== Data to use ==

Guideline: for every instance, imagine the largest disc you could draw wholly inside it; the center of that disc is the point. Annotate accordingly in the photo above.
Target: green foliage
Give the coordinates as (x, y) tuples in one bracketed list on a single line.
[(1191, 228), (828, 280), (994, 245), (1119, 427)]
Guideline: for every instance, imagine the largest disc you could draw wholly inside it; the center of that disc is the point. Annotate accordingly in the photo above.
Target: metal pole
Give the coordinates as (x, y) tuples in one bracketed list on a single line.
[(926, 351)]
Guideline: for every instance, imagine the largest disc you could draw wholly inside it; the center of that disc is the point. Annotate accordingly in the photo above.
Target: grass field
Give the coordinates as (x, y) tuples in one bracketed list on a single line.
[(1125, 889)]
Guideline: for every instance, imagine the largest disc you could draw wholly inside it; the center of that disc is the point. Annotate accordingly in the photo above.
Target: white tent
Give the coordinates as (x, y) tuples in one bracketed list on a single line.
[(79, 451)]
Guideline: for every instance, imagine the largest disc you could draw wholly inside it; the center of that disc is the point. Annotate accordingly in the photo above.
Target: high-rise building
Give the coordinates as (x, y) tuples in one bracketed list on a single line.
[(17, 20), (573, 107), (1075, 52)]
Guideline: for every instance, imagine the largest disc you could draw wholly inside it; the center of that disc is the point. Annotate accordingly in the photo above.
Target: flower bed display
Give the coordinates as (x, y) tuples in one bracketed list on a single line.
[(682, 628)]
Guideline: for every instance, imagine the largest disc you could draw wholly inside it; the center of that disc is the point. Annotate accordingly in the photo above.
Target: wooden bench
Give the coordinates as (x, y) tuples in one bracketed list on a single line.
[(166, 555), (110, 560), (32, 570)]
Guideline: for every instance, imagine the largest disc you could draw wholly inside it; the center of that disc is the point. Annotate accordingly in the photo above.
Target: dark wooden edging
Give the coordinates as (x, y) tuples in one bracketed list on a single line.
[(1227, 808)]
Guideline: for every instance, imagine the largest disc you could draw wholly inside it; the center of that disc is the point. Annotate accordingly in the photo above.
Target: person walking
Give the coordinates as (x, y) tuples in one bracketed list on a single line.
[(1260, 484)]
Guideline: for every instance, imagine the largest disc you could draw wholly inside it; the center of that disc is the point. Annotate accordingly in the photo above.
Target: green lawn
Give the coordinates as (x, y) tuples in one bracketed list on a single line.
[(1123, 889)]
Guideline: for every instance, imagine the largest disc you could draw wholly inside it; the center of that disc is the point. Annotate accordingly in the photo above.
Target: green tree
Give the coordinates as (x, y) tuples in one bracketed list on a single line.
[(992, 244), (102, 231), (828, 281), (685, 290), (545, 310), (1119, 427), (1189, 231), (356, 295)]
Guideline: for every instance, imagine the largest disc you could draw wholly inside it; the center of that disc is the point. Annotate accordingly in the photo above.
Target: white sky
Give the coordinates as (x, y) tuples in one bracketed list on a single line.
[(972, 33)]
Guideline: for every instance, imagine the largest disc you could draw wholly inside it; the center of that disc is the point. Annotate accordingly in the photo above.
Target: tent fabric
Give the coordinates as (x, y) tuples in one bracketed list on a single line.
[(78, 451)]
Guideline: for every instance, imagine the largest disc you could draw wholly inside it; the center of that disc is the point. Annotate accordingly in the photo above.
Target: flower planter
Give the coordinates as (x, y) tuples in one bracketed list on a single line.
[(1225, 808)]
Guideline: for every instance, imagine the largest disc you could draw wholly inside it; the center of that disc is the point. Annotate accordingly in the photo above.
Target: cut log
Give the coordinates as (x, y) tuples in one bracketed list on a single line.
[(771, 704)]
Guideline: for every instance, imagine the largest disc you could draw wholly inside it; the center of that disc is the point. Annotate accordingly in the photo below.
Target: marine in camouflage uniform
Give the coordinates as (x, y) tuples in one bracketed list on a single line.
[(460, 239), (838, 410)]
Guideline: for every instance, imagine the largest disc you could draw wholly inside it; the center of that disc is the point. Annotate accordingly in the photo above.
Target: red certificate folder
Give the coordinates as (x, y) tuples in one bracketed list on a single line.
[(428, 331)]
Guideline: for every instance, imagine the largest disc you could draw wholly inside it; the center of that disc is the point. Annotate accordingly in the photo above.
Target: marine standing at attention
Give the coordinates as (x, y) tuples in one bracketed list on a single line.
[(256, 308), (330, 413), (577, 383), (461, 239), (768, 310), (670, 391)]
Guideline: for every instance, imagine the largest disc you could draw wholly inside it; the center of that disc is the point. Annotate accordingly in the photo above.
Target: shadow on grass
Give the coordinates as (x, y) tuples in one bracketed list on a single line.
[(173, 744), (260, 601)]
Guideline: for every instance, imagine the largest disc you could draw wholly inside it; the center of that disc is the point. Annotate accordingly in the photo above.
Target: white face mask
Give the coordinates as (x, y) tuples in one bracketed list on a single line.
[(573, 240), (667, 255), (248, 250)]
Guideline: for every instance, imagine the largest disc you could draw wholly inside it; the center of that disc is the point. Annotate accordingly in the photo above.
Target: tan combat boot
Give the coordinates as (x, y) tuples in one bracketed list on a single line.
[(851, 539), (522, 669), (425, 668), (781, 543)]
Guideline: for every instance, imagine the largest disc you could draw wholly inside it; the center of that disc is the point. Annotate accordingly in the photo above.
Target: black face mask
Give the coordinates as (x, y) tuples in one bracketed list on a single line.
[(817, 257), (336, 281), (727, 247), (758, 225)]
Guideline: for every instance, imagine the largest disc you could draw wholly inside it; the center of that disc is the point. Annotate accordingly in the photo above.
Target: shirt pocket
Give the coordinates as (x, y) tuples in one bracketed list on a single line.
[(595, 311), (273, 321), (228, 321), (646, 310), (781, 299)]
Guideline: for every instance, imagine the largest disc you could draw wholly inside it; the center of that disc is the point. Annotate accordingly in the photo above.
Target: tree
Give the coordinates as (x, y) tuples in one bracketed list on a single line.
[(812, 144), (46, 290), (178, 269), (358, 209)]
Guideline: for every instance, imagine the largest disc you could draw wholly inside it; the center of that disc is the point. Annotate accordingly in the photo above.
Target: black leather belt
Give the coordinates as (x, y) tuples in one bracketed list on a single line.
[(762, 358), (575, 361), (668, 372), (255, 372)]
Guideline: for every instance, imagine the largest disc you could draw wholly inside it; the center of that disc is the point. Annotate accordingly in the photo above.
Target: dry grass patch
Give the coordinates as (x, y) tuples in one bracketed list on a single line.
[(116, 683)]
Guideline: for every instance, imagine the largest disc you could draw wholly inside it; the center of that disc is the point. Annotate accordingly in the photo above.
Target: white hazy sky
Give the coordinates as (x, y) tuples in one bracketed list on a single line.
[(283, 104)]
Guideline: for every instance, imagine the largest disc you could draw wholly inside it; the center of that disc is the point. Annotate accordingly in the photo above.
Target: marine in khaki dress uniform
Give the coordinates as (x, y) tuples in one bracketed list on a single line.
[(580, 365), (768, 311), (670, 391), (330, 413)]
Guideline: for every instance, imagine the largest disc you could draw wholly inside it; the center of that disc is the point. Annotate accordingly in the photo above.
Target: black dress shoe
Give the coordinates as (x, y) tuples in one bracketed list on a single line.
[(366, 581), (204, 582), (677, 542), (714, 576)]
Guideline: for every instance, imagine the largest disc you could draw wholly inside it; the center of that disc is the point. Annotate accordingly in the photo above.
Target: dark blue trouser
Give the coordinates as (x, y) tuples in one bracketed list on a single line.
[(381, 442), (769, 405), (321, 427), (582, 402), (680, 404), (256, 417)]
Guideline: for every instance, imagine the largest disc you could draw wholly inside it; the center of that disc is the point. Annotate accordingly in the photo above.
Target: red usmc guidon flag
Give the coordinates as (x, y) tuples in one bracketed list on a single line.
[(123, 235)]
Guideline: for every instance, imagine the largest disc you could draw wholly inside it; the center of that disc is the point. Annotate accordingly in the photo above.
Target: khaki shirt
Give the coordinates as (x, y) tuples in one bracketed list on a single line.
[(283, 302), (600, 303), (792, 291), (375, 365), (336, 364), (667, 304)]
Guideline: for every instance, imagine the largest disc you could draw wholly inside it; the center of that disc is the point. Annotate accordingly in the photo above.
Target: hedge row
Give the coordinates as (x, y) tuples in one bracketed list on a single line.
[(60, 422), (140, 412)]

===

Task instructions. The word "wooden" may occur in lines of the records. Report how many such lines there are, giving only the number.

Task output. 2